In the reply, include exactly the lines of the entries below from the first to the line with "positive clicks: (229, 309)", that line included.

Stored records
>>
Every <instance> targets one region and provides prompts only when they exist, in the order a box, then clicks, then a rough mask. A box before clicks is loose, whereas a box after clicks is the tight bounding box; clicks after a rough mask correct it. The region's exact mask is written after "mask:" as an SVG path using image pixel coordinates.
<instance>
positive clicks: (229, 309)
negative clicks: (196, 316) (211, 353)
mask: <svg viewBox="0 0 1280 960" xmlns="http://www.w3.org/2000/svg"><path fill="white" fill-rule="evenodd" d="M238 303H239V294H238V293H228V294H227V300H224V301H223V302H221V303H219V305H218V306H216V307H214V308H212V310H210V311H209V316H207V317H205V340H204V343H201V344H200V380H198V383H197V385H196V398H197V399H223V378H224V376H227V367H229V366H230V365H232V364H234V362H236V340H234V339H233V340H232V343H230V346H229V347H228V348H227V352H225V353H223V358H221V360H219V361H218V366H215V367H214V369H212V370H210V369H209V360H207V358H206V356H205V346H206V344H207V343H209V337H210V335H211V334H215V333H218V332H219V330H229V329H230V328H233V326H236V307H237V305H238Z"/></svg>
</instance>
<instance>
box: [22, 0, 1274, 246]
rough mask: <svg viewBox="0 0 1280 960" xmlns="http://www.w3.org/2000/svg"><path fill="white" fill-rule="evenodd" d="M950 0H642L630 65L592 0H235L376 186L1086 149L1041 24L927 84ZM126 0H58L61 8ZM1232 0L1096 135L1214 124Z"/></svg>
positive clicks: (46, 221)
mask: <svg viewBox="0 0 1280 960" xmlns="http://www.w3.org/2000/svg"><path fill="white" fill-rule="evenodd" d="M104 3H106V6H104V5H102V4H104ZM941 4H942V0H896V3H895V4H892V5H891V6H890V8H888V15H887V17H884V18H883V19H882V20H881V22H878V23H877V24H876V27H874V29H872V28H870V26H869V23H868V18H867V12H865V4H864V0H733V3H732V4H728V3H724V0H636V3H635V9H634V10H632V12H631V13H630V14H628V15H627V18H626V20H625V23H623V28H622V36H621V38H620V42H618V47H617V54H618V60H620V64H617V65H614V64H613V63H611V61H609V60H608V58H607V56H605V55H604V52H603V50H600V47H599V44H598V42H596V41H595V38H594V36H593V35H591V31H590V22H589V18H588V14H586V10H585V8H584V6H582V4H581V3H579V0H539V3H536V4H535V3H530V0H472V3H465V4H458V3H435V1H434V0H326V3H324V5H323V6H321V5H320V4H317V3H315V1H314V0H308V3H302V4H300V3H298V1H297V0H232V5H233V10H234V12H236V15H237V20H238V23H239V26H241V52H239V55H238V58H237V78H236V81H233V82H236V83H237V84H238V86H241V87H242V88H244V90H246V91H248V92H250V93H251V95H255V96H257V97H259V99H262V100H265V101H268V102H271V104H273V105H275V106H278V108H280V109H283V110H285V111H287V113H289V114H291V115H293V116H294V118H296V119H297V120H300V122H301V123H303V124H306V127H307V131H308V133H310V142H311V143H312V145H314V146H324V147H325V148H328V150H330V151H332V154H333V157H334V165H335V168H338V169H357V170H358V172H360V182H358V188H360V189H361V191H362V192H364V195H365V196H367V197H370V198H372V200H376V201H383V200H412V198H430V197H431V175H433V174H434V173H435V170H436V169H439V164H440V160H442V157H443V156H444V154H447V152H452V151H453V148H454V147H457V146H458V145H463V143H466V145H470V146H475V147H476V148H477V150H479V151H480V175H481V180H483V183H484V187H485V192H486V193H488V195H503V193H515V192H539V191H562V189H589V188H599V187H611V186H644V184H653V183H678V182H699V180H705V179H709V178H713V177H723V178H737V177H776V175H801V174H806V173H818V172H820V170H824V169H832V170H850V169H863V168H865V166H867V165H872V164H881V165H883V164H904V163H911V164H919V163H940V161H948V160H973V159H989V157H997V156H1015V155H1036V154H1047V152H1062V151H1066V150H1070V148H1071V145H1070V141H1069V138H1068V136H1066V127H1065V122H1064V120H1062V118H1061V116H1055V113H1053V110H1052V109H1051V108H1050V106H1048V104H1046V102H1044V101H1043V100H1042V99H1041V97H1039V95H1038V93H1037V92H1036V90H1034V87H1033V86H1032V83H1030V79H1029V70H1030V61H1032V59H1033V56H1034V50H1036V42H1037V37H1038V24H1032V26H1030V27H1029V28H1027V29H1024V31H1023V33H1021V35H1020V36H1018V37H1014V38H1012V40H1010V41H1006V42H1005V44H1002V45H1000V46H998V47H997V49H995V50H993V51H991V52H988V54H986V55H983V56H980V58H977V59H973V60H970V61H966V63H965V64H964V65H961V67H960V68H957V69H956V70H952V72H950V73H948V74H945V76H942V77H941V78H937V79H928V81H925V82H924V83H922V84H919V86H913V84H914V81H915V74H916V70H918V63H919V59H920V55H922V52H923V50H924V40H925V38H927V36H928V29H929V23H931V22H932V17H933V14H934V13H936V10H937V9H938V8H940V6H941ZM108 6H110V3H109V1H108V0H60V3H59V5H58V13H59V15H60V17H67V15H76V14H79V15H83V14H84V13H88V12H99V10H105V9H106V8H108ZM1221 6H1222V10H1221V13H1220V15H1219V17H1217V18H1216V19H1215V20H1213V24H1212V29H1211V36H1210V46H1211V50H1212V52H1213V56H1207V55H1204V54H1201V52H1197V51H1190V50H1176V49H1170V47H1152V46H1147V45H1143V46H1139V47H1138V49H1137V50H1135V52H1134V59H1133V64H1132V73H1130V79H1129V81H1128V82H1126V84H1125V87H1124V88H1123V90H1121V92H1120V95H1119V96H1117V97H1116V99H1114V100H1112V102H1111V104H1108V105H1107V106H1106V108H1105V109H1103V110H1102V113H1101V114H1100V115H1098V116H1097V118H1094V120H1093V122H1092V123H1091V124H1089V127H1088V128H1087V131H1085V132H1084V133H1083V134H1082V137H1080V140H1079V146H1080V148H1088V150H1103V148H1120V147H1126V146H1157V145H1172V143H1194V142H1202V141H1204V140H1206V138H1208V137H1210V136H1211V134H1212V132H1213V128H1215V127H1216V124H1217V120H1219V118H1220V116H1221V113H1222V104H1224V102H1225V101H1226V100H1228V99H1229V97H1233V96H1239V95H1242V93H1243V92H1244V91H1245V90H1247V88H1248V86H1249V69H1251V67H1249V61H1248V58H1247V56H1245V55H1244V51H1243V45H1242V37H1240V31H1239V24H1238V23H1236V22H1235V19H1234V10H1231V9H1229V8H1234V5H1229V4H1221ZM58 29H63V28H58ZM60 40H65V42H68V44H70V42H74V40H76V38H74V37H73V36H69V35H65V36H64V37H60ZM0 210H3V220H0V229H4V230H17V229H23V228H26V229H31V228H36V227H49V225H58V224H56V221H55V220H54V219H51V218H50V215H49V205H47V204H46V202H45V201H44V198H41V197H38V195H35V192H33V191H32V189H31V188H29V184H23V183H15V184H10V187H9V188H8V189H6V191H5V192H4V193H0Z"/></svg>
<<
**RESULT**
Every <instance> targets one region and provides prompts only when they exist, in the order a box, then clicks, then a rough mask. A box before clicks is loose, whereas a box after clicks is the tight bounding box; clicks after a rough mask correct it. The region's exact mask is written after "mask:" as an SVG path using image pixel coordinates.
<instance>
positive clicks: (229, 309)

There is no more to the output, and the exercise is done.